> Task directions
Pull out every line in the material below that contains the string "with". Case counts.

> Data shown
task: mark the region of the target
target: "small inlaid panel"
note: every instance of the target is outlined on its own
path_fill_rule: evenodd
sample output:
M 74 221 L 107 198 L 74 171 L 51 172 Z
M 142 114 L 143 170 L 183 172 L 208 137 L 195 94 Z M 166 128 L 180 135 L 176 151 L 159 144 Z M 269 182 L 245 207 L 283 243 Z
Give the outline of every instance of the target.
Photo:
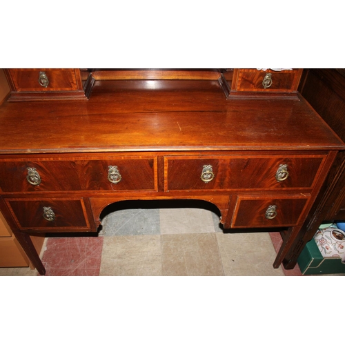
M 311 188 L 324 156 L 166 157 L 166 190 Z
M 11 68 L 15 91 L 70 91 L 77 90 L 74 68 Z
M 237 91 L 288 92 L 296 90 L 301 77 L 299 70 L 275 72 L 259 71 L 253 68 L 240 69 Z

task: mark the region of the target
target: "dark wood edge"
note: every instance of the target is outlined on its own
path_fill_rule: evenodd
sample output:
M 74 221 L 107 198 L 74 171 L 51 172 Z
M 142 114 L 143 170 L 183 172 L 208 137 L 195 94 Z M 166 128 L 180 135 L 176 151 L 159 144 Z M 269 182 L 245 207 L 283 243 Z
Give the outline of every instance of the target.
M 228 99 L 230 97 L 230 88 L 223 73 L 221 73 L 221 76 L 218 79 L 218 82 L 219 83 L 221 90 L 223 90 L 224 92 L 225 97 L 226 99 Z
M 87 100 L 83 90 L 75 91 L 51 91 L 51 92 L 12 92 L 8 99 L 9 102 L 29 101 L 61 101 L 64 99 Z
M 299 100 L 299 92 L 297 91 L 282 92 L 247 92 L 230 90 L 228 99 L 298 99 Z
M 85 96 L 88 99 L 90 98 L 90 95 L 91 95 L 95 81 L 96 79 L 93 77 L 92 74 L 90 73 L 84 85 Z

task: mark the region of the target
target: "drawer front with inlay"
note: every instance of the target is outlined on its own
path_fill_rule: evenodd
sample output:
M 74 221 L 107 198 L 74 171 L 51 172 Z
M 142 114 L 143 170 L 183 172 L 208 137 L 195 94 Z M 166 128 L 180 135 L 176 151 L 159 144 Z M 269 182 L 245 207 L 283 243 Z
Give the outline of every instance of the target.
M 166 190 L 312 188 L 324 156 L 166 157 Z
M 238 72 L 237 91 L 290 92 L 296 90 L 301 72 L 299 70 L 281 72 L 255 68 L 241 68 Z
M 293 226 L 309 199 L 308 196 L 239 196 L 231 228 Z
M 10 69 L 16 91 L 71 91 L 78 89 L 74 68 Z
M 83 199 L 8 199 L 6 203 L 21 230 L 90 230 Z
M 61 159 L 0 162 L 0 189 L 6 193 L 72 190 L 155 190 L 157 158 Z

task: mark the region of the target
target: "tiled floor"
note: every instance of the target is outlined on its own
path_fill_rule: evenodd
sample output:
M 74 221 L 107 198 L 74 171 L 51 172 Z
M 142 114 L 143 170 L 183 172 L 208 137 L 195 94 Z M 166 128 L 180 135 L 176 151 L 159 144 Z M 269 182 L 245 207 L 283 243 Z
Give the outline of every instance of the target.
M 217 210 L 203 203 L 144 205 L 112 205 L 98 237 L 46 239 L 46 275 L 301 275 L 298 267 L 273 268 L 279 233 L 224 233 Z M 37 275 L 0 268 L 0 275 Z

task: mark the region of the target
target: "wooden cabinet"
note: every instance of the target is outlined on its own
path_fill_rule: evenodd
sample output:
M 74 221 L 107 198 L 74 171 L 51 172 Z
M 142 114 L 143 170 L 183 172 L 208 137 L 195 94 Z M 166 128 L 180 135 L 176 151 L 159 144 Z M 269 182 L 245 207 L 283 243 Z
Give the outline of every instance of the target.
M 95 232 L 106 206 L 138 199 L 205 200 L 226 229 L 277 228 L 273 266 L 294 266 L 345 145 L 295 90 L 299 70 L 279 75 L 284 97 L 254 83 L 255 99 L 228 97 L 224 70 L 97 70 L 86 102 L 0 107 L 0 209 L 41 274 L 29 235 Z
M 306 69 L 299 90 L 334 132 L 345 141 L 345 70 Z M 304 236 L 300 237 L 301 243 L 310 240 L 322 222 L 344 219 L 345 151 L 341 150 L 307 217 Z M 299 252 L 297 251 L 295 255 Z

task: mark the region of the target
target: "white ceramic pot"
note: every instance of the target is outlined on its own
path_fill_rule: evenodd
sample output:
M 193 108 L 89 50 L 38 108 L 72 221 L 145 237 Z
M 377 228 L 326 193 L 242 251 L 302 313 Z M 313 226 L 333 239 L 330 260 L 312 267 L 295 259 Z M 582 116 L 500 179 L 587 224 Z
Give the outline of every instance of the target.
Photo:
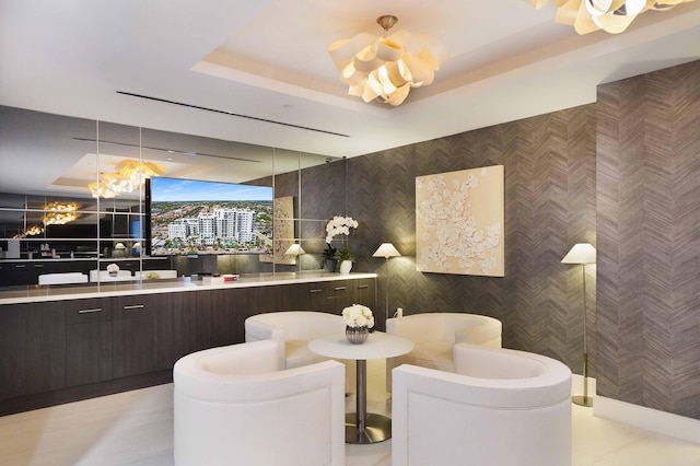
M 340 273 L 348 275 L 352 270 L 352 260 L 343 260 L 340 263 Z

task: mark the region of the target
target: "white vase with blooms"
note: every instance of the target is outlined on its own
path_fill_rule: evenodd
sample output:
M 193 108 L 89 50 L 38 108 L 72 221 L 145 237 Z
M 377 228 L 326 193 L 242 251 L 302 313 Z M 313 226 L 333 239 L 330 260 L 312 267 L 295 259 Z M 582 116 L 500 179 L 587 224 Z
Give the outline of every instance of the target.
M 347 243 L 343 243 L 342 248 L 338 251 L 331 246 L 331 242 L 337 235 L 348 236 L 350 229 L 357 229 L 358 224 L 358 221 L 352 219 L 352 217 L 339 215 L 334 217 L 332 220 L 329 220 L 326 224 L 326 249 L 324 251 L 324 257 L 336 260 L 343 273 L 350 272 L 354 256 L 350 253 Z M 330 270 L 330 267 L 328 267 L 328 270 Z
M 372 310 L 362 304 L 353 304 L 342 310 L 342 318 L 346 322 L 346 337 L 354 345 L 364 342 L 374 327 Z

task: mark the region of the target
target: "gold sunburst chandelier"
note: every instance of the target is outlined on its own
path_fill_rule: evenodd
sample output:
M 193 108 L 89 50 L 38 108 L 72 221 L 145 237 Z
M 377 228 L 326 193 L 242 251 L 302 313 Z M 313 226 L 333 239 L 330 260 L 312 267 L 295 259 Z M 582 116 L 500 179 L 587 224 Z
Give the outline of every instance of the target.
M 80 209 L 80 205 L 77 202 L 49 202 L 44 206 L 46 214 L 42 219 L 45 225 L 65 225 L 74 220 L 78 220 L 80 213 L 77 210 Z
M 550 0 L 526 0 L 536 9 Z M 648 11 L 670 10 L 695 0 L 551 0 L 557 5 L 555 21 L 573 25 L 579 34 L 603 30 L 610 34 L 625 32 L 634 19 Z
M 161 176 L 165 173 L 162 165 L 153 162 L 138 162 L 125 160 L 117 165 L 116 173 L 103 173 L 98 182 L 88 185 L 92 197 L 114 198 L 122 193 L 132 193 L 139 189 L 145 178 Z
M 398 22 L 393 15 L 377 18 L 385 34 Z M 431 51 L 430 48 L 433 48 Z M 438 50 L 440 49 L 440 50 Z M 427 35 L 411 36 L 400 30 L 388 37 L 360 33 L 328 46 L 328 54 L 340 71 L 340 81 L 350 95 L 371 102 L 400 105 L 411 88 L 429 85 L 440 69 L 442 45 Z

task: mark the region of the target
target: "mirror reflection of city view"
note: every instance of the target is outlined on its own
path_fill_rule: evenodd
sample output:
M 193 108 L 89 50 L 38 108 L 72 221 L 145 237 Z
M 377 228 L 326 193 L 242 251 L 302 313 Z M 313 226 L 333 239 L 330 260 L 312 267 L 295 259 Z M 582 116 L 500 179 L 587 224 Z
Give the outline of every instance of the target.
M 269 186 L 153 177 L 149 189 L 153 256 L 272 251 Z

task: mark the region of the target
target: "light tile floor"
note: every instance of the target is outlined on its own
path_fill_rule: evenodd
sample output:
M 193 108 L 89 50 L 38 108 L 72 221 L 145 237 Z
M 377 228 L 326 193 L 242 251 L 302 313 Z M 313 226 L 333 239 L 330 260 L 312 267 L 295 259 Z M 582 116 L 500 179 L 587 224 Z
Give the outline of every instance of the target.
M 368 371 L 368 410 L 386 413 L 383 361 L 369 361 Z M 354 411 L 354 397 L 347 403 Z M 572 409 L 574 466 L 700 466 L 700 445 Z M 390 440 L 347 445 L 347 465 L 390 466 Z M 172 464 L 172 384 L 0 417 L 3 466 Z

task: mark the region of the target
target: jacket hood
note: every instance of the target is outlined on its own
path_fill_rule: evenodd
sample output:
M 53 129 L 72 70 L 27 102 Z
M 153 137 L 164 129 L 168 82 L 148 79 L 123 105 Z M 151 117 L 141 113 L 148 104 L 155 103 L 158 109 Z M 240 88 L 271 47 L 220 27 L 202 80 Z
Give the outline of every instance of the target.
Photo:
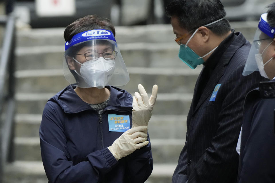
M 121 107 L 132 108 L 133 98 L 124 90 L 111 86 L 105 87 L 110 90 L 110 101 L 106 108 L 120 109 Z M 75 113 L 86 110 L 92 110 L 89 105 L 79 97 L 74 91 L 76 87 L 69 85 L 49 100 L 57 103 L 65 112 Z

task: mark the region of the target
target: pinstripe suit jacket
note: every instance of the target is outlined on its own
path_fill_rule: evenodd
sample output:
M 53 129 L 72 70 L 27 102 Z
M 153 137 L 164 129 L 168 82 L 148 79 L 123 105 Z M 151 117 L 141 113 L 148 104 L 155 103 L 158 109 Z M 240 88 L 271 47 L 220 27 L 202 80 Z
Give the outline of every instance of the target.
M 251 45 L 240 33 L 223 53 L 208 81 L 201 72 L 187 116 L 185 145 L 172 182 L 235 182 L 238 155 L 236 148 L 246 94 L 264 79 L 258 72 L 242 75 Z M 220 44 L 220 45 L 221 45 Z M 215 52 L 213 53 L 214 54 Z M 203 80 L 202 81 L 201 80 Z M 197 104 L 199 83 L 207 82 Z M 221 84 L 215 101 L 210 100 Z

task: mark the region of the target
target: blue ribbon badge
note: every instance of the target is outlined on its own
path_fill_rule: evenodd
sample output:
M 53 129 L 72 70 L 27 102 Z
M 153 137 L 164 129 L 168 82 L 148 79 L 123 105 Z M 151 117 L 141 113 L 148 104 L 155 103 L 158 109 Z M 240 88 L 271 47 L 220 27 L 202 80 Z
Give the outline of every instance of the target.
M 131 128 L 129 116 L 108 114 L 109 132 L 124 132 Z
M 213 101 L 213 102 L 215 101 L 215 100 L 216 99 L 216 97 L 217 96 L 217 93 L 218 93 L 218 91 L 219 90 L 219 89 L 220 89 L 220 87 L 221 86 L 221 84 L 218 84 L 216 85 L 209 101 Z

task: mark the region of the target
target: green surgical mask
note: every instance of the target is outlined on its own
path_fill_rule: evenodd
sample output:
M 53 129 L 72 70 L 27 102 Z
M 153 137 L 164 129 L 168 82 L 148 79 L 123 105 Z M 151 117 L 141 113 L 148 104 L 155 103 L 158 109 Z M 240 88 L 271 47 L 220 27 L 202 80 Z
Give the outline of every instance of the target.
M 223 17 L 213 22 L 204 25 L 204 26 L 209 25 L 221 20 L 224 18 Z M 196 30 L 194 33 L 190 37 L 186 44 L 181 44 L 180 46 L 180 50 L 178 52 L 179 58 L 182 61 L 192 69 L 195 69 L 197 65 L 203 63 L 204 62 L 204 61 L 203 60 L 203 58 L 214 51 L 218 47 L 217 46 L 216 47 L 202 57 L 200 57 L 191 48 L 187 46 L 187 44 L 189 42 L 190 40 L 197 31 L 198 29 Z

> Written answer
target: "drawer front with inlay"
target: "white vase with blooms"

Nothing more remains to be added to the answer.